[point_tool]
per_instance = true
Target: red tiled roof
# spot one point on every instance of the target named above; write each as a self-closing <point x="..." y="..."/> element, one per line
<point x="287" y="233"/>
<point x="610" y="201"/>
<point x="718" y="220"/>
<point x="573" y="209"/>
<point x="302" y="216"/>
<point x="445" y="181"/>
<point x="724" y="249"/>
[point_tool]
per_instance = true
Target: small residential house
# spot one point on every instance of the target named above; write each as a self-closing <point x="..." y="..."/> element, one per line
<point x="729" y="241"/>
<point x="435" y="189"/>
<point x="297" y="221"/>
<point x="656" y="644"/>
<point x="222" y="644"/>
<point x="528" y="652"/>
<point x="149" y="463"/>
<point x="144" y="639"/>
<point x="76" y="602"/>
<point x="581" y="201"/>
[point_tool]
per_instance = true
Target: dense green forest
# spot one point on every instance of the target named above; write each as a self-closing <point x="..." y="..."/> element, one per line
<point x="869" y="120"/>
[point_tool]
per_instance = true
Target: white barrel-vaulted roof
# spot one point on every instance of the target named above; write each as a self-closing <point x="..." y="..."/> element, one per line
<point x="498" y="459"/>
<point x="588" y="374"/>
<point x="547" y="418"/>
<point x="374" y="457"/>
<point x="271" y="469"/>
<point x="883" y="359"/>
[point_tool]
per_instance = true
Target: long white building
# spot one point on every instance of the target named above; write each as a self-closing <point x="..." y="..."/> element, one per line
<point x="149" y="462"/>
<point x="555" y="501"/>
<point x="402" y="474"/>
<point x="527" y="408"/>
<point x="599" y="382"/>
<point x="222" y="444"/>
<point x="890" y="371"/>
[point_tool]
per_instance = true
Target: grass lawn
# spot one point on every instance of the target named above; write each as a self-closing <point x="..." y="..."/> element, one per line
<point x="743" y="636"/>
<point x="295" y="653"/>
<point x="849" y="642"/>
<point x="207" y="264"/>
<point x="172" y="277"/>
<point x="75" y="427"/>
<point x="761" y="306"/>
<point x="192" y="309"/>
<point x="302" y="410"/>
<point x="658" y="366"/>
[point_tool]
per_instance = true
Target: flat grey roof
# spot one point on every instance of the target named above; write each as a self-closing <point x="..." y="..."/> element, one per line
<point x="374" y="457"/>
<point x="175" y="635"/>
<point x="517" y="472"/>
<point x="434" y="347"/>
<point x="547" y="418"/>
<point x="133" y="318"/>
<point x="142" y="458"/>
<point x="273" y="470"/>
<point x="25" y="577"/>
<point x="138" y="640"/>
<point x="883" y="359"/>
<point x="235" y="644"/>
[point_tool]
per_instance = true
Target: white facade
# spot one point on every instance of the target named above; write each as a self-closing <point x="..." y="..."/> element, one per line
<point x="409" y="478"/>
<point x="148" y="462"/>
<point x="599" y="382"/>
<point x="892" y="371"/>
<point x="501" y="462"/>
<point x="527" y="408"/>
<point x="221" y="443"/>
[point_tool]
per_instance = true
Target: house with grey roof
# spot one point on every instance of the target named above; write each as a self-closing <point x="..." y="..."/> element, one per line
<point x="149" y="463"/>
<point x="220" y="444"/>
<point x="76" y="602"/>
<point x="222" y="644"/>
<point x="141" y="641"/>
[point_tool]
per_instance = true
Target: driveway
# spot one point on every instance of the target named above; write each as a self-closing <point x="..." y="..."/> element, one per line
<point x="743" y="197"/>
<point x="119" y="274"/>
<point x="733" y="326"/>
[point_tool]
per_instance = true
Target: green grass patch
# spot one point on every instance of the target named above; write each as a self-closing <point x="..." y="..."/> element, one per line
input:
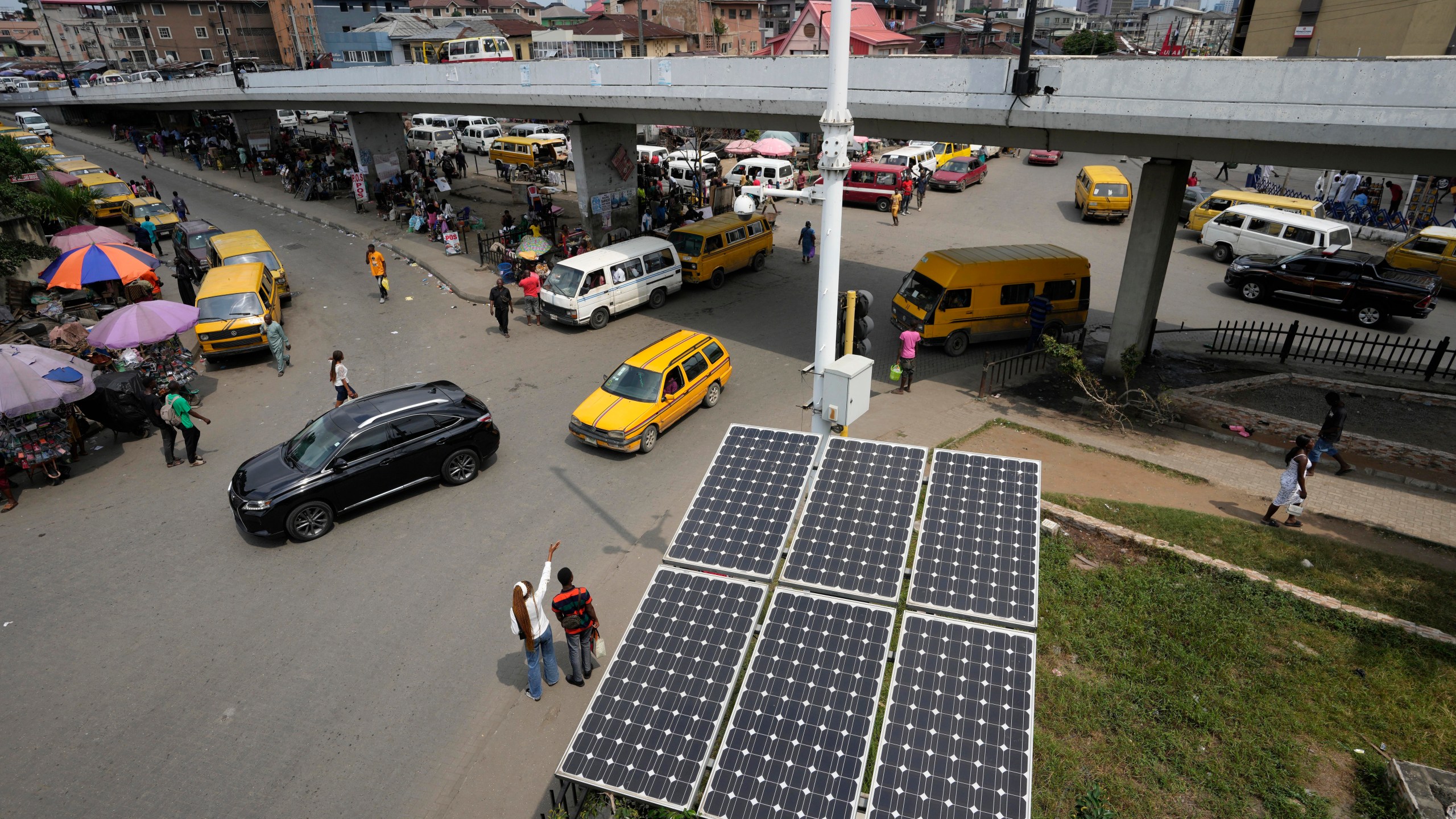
<point x="1356" y="574"/>
<point x="1187" y="691"/>
<point x="1065" y="441"/>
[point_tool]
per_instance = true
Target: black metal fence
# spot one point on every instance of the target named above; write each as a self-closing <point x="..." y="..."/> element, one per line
<point x="1001" y="371"/>
<point x="1340" y="348"/>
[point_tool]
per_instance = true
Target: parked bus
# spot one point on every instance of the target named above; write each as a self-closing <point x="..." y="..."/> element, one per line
<point x="477" y="50"/>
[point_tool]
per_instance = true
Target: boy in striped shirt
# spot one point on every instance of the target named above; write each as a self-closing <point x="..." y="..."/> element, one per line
<point x="577" y="618"/>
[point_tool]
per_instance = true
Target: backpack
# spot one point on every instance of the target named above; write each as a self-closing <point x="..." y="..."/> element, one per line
<point x="169" y="413"/>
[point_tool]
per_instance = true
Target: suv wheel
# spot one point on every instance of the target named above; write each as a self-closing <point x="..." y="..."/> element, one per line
<point x="1369" y="315"/>
<point x="311" y="521"/>
<point x="461" y="468"/>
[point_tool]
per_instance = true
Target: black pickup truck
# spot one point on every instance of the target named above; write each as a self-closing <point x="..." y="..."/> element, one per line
<point x="1343" y="280"/>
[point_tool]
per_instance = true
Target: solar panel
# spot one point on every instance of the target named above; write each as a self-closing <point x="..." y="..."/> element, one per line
<point x="979" y="538"/>
<point x="956" y="742"/>
<point x="740" y="518"/>
<point x="651" y="723"/>
<point x="855" y="530"/>
<point x="799" y="737"/>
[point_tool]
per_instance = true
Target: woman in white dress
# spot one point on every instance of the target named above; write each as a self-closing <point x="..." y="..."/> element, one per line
<point x="1290" y="481"/>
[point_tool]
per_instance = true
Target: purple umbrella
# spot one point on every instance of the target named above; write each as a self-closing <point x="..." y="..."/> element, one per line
<point x="144" y="322"/>
<point x="38" y="378"/>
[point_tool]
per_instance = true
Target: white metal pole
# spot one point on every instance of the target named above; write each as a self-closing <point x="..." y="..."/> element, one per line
<point x="839" y="130"/>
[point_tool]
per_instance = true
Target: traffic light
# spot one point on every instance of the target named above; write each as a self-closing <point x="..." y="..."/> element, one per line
<point x="857" y="302"/>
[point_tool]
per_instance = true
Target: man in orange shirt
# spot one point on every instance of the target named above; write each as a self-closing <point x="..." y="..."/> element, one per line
<point x="376" y="267"/>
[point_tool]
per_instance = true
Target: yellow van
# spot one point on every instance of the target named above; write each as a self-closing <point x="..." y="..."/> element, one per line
<point x="719" y="245"/>
<point x="529" y="152"/>
<point x="651" y="391"/>
<point x="1221" y="201"/>
<point x="246" y="247"/>
<point x="969" y="295"/>
<point x="1103" y="193"/>
<point x="230" y="308"/>
<point x="79" y="168"/>
<point x="1432" y="250"/>
<point x="110" y="193"/>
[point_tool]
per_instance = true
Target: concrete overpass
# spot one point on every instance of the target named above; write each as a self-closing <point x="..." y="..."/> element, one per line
<point x="1314" y="113"/>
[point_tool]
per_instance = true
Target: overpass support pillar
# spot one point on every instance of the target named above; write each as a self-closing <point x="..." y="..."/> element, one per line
<point x="593" y="146"/>
<point x="379" y="144"/>
<point x="1155" y="221"/>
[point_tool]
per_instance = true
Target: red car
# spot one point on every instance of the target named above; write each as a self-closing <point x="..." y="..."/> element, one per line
<point x="958" y="174"/>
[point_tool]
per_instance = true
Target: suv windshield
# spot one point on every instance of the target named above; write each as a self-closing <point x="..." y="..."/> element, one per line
<point x="266" y="257"/>
<point x="229" y="307"/>
<point x="635" y="384"/>
<point x="686" y="244"/>
<point x="921" y="292"/>
<point x="564" y="279"/>
<point x="312" y="448"/>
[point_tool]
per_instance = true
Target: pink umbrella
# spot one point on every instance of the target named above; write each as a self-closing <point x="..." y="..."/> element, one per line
<point x="774" y="148"/>
<point x="84" y="235"/>
<point x="144" y="322"/>
<point x="740" y="148"/>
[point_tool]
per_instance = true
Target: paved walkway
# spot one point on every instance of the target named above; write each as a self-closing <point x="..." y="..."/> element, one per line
<point x="462" y="273"/>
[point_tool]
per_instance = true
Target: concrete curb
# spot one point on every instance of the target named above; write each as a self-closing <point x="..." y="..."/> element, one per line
<point x="295" y="212"/>
<point x="1111" y="531"/>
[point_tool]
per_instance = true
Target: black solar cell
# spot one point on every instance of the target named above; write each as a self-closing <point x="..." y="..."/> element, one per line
<point x="855" y="531"/>
<point x="651" y="723"/>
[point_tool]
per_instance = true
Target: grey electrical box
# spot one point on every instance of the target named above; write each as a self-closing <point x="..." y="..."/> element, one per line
<point x="846" y="390"/>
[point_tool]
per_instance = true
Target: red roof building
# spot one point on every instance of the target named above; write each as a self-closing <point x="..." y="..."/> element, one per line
<point x="867" y="32"/>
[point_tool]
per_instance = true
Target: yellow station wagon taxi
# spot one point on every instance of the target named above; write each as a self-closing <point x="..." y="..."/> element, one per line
<point x="651" y="391"/>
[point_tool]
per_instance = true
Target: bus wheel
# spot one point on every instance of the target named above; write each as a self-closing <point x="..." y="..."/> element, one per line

**Task instructions:** Copy every line of the data above that contains the string "concrete", and match case exactly.

**Answer below:**
Target: concrete overpass
Target: concrete curb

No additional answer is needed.